Your goal: Count the lines below in which "jersey" appears, then give that number by itself.
(Beginning of Records provided)
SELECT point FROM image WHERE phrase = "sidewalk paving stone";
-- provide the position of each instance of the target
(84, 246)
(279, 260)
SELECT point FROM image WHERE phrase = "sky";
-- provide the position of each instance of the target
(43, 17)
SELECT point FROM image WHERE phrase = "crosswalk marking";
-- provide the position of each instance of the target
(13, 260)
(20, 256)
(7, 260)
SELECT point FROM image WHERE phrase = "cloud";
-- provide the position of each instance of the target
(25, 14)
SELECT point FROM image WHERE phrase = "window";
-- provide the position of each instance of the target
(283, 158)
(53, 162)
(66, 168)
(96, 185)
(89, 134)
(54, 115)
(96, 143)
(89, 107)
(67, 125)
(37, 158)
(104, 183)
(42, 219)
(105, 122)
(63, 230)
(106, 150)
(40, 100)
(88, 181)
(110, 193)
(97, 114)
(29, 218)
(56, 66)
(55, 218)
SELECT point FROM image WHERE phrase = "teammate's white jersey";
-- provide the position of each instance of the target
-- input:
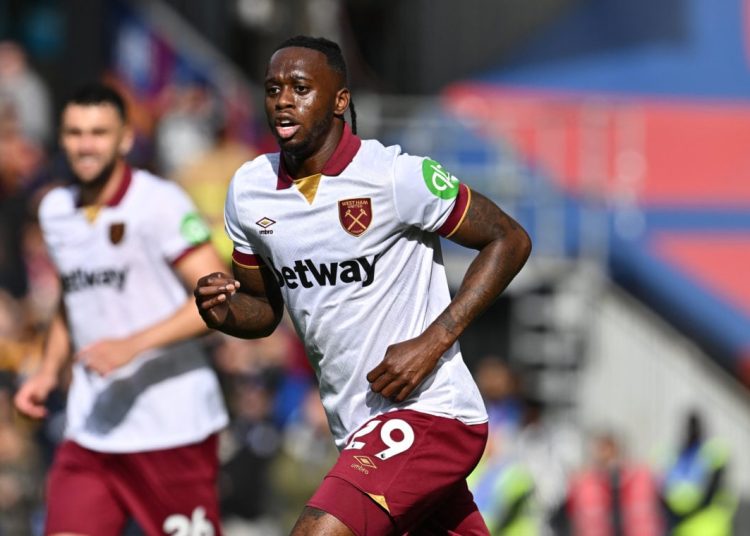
(356, 253)
(117, 277)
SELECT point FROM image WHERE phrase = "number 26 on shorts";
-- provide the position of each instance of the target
(395, 446)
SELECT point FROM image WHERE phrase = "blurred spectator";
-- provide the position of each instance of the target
(206, 178)
(694, 488)
(185, 130)
(24, 92)
(307, 453)
(613, 496)
(20, 160)
(248, 448)
(551, 451)
(499, 386)
(503, 489)
(502, 486)
(20, 472)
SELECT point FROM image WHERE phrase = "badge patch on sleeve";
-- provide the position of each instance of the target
(438, 180)
(194, 229)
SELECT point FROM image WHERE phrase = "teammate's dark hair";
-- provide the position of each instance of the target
(334, 56)
(98, 93)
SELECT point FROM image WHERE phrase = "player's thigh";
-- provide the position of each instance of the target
(172, 491)
(339, 508)
(79, 500)
(314, 522)
(457, 515)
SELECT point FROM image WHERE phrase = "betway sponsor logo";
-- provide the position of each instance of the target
(307, 273)
(82, 279)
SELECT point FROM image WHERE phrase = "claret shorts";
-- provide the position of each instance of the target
(405, 472)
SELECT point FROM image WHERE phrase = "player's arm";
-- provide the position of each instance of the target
(503, 247)
(31, 396)
(248, 306)
(106, 355)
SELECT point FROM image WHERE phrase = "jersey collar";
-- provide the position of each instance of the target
(343, 155)
(127, 177)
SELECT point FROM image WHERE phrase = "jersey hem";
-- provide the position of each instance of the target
(142, 447)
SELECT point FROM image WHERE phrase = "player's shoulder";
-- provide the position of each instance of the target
(376, 155)
(261, 166)
(57, 201)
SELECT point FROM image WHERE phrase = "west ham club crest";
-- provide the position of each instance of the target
(116, 232)
(355, 215)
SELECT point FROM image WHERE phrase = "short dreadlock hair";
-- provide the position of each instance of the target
(333, 55)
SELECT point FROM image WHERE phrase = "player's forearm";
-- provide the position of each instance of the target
(487, 276)
(185, 323)
(250, 317)
(57, 348)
(End of Records provided)
Response area: 3